▶ _WHAT THIS TASK INVOLVES_:
Look for the line containing "Task: locate the soccer" in the listing below. Retype that line and every subsequent line through the last one, and only those.

Dataset rows:
------------------------------------------------------------

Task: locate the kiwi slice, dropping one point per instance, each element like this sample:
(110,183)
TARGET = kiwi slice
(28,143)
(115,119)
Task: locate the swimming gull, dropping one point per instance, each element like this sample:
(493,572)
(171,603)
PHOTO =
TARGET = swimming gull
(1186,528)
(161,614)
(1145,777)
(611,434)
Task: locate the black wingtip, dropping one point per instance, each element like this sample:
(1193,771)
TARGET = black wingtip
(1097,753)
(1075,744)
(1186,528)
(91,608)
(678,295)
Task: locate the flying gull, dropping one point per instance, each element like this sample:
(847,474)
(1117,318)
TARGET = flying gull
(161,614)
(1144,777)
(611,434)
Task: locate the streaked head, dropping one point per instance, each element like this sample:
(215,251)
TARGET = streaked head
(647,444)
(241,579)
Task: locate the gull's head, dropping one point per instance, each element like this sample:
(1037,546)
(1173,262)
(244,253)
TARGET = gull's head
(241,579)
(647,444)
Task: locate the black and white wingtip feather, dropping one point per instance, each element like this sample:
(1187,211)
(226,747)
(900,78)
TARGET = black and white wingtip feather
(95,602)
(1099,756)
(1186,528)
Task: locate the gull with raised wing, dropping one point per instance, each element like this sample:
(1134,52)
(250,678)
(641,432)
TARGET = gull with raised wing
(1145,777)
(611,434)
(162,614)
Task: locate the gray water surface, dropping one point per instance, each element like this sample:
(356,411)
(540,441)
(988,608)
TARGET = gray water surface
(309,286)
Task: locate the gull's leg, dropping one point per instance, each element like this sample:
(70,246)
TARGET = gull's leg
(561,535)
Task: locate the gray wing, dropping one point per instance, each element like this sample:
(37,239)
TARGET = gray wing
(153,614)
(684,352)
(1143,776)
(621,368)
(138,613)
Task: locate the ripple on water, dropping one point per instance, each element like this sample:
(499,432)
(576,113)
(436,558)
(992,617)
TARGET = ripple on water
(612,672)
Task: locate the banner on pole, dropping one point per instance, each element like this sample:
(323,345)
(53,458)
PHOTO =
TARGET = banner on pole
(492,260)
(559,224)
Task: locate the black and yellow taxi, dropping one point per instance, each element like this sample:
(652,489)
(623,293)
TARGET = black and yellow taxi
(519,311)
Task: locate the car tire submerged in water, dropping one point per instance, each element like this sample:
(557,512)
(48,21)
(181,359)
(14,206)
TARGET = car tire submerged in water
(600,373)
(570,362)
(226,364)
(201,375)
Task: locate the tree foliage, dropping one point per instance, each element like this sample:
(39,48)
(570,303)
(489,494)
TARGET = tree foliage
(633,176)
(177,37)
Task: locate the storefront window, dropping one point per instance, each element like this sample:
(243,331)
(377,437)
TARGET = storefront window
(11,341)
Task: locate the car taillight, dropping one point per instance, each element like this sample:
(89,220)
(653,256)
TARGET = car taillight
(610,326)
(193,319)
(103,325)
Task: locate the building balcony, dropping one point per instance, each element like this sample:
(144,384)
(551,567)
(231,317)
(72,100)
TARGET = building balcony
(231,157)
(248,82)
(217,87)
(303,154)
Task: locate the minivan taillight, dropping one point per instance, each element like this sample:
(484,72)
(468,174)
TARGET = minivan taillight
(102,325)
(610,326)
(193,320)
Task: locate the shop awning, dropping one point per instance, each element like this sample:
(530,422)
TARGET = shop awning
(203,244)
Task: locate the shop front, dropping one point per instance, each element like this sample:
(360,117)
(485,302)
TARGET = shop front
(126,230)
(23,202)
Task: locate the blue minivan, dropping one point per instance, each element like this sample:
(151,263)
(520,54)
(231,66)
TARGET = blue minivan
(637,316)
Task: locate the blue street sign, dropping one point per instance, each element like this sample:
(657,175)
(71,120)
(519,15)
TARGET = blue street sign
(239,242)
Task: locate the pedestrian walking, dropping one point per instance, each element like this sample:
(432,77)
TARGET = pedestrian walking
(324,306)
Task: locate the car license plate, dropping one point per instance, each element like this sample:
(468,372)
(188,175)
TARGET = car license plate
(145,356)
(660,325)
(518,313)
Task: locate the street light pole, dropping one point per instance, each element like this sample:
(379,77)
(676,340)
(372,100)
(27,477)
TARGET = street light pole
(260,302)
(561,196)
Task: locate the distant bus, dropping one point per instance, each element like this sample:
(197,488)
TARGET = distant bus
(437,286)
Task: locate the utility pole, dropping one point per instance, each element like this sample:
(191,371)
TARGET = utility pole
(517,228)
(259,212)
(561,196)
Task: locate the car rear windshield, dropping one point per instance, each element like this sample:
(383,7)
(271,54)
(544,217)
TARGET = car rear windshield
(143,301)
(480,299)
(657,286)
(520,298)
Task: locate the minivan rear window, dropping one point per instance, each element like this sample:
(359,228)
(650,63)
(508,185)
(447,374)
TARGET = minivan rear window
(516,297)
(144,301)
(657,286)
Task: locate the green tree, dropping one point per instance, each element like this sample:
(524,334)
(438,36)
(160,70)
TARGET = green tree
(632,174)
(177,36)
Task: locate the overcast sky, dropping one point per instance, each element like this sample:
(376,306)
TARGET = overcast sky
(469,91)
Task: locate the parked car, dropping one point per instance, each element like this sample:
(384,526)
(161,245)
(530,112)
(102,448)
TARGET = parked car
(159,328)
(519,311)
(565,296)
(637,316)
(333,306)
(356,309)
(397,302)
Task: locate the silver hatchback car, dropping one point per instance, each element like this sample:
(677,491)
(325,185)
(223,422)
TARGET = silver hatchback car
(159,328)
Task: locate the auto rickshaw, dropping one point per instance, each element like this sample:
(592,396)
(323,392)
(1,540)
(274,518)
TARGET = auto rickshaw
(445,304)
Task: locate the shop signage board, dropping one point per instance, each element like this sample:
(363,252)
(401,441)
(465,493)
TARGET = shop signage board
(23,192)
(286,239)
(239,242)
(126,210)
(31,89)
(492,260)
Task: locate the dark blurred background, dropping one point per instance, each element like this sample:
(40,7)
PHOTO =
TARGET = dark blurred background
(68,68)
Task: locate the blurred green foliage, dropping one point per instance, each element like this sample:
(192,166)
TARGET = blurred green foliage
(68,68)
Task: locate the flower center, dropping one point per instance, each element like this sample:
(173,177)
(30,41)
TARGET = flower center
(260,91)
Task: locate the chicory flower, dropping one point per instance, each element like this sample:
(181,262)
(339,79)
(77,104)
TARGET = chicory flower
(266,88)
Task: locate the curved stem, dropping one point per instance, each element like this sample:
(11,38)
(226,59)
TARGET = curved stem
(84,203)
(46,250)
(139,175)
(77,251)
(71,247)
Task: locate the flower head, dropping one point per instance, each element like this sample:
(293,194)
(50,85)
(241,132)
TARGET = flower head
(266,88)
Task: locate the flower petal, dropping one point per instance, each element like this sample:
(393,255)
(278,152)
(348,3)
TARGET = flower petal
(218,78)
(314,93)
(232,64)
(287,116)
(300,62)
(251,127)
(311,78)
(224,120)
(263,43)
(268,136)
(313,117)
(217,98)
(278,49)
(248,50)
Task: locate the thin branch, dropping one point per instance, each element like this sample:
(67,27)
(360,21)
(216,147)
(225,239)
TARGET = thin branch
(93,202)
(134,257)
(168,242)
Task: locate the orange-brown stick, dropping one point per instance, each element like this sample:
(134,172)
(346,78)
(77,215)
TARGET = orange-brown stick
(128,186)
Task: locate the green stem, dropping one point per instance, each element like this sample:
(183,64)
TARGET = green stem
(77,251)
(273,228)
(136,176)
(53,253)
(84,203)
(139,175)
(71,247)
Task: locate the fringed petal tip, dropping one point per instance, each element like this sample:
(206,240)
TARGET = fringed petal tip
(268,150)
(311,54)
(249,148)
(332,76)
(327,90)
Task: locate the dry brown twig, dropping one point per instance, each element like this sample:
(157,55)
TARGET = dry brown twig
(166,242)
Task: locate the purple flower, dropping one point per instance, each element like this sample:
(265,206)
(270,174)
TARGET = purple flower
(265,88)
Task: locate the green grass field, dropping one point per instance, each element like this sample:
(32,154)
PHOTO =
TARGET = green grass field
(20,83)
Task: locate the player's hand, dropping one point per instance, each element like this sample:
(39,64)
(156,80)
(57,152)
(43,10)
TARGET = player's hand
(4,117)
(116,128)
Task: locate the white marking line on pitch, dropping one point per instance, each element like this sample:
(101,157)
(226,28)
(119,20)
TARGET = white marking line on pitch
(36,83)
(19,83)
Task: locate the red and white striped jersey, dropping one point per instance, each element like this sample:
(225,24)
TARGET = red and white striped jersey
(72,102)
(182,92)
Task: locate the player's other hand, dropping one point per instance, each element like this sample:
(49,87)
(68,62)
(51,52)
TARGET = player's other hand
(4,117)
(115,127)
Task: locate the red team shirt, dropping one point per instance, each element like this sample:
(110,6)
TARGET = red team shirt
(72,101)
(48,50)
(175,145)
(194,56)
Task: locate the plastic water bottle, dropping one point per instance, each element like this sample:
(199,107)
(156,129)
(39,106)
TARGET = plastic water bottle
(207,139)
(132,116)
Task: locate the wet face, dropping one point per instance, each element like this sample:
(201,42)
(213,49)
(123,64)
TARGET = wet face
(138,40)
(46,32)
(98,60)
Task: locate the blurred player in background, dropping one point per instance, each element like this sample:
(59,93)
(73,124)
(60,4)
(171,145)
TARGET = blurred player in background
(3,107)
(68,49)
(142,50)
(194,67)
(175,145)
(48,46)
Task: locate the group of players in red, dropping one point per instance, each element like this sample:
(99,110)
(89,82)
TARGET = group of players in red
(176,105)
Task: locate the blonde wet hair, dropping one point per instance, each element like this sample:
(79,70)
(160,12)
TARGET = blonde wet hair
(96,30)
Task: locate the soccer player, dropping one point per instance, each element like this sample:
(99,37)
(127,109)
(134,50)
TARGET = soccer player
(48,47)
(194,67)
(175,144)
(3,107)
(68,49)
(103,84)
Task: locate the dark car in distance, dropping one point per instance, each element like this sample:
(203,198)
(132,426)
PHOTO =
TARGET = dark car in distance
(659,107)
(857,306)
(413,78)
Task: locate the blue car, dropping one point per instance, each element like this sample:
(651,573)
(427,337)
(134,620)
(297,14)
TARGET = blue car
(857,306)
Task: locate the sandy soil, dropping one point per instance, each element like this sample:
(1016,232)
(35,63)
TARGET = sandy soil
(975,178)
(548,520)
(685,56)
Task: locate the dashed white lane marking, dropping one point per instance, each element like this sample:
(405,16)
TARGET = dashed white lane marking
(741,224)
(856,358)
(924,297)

------------------------------------------------------------

▶ _EXERCISE ANSWER_:
Task: locate the soccer player, dropping one point per instance, each element like this sample:
(99,37)
(127,109)
(134,50)
TARGET = soccer player
(48,47)
(194,67)
(175,144)
(3,107)
(68,49)
(103,84)
Task: locate the dark car in distance, dropping one point per instance, each element like this sample:
(203,198)
(132,426)
PHOTO =
TARGET = dark car in distance
(659,107)
(857,306)
(413,78)
Task: locate the blue car, dropping one point per instance, each element like this sample:
(651,573)
(427,337)
(134,620)
(297,14)
TARGET = blue car
(857,306)
Task: locate the sandy soil, dropping one point per instance, each element like this sample:
(1016,232)
(35,63)
TARGET = sandy soil
(975,178)
(548,520)
(685,56)
Task: locate the dashed white lane marking, dropping one point per instance, each element like this sample:
(405,16)
TARGET = dashed white lane marking
(741,224)
(856,358)
(924,297)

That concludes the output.